• Written exercise: Please render the lines below as a JSON list of strings, with one string per line and blank lines omitted.

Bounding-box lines
++++++++++
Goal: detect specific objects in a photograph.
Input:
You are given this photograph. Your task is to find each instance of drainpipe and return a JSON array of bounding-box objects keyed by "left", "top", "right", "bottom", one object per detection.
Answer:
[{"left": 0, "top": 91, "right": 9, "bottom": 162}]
++++++++++
• Exercise answer:
[
  "Goal: detect specific objects in a photograph.",
  "Input:",
  "You are given this photograph. Your task is to find each instance of drainpipe and return a JSON array of bounding-box objects keyed by \"left\", \"top\", \"right\", \"bottom\", one object per detection.",
  "Answer:",
  "[{\"left\": 0, \"top\": 91, \"right\": 9, \"bottom\": 162}]"
]